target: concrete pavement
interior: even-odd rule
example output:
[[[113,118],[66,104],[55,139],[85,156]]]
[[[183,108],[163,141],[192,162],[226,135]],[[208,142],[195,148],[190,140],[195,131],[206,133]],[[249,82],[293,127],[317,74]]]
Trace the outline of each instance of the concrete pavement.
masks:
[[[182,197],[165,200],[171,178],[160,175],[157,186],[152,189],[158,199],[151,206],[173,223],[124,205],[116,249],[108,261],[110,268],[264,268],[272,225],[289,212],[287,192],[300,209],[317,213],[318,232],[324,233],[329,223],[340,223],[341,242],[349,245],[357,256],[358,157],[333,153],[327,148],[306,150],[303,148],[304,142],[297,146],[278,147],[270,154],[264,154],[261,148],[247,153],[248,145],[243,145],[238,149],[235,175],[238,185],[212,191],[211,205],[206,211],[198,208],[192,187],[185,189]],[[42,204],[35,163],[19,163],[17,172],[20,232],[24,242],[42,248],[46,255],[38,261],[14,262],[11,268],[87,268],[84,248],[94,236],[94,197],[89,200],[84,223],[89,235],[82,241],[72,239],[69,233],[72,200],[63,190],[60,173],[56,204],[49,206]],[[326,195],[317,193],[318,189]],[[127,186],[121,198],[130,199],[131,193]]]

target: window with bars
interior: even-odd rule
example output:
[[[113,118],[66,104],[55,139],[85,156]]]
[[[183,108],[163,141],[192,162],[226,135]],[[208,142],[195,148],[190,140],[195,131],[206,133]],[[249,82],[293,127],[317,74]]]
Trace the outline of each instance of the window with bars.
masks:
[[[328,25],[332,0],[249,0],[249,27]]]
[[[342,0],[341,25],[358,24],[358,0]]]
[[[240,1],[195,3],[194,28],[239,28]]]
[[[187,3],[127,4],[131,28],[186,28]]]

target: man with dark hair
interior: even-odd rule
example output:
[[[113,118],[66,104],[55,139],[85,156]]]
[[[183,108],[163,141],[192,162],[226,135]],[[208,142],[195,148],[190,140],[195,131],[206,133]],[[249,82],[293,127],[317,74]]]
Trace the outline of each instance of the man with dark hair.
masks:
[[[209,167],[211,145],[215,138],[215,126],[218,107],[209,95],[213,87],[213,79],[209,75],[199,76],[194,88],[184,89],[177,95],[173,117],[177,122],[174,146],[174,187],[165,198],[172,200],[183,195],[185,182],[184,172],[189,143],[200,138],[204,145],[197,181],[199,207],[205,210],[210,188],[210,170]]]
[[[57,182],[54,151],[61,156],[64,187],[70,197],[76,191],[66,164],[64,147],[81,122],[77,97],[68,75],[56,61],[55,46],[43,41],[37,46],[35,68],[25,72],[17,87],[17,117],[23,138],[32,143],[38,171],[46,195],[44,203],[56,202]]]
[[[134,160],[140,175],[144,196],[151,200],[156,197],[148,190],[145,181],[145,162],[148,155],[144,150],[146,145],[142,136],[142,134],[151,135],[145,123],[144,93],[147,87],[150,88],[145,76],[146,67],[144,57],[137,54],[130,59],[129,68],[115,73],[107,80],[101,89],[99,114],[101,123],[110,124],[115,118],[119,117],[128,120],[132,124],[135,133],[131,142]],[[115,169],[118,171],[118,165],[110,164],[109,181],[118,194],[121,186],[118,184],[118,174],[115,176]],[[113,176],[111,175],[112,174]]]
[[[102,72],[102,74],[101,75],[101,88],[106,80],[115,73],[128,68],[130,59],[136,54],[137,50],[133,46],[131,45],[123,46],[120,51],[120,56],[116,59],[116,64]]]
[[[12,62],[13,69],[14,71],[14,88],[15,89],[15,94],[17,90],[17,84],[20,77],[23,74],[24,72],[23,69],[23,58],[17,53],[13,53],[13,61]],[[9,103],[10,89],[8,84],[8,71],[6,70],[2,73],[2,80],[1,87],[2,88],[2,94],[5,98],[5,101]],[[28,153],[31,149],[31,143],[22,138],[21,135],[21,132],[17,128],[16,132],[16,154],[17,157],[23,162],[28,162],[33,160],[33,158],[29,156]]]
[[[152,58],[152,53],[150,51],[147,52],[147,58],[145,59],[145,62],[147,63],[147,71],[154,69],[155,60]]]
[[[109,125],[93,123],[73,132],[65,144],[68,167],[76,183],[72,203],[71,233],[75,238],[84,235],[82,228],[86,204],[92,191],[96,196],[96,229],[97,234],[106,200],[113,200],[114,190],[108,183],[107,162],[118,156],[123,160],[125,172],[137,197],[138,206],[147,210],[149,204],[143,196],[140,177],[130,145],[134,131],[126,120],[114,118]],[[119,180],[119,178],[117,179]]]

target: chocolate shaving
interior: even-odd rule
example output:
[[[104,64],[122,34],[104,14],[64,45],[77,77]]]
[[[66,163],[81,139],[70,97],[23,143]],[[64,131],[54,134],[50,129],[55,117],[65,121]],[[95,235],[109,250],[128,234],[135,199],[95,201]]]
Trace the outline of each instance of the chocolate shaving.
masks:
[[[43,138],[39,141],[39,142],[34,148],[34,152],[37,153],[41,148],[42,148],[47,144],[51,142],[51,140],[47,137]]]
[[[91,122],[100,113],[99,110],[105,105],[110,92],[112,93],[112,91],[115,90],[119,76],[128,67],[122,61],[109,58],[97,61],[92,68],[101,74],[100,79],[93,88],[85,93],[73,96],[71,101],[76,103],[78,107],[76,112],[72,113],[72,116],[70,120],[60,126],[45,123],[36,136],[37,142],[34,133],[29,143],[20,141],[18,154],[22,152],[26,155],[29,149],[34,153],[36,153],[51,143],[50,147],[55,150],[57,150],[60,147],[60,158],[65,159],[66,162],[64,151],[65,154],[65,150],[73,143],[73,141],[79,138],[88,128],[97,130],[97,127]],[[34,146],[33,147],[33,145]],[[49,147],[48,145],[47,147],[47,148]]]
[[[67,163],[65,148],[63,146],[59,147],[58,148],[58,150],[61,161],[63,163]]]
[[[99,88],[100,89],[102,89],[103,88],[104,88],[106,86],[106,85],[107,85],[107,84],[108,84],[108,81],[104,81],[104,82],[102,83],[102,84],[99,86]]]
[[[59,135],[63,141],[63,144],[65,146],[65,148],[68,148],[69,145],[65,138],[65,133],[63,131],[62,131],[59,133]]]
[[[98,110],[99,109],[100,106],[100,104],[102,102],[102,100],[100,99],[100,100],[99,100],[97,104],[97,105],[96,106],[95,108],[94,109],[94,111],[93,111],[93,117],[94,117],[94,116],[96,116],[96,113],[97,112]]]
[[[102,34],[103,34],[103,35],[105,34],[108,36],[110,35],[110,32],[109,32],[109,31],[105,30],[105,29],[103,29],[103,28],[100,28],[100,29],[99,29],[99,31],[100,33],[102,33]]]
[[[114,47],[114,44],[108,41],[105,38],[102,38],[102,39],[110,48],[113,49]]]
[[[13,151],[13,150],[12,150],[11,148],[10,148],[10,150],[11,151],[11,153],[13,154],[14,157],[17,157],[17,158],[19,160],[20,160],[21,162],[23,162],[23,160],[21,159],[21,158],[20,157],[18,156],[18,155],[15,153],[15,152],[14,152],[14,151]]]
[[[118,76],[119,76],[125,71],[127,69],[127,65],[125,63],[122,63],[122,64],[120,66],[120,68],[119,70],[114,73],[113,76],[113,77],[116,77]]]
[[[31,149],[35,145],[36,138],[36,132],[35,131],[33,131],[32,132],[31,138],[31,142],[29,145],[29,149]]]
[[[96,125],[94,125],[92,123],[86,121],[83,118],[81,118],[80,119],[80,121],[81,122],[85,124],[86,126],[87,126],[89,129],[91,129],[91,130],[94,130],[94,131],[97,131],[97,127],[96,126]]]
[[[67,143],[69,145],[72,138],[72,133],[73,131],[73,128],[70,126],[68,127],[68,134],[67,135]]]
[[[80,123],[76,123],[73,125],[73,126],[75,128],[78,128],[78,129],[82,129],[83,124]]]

• [What the task asks] Report each line of the items above that contains the string "chocolate", matching case exactly.

• [Output for this task]
target: chocolate shaving
Trace the outline of each instance of the chocolate shaving.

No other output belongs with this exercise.